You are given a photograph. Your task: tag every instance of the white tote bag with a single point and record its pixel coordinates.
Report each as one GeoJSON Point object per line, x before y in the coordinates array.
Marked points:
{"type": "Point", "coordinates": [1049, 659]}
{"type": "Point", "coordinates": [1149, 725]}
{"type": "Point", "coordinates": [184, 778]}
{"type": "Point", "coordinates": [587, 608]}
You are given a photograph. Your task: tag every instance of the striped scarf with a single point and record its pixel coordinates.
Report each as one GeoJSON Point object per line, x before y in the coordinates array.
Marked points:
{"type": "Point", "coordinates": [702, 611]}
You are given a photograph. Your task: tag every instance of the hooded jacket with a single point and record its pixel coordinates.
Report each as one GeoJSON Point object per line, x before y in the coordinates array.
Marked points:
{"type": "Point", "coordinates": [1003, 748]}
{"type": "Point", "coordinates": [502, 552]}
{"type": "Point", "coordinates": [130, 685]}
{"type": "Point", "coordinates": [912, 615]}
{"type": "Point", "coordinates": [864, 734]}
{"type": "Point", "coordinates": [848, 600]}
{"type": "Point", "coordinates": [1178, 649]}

——

Aim = Rewrite all the records above, changing "Marked points" to "Labeled points" wherever it appears and leaving everything else as it is.

Output below =
You are given a photograph. Your task: tag every instance of the white tote bag with a single point and record its pixel coordinates.
Report each as one GeoJSON Point object per line, x before y in the coordinates array.
Labeled points:
{"type": "Point", "coordinates": [1049, 659]}
{"type": "Point", "coordinates": [1149, 725]}
{"type": "Point", "coordinates": [184, 778]}
{"type": "Point", "coordinates": [587, 608]}
You are given a photograph. Your task: tag every instance of the striped scarf with a single point and record its pixel coordinates.
Report each as one GeoJSON Point object per line, x before y in the coordinates array.
Labeled points:
{"type": "Point", "coordinates": [702, 611]}
You are given a photograph. Your task: tag every instance of the hooded jacket with a single point and record its pixel coordinates.
Report each as one GeoJSON Point object per line, x before y in the coordinates array.
Labeled points:
{"type": "Point", "coordinates": [1003, 748]}
{"type": "Point", "coordinates": [502, 552]}
{"type": "Point", "coordinates": [130, 685]}
{"type": "Point", "coordinates": [912, 615]}
{"type": "Point", "coordinates": [864, 734]}
{"type": "Point", "coordinates": [848, 600]}
{"type": "Point", "coordinates": [1178, 649]}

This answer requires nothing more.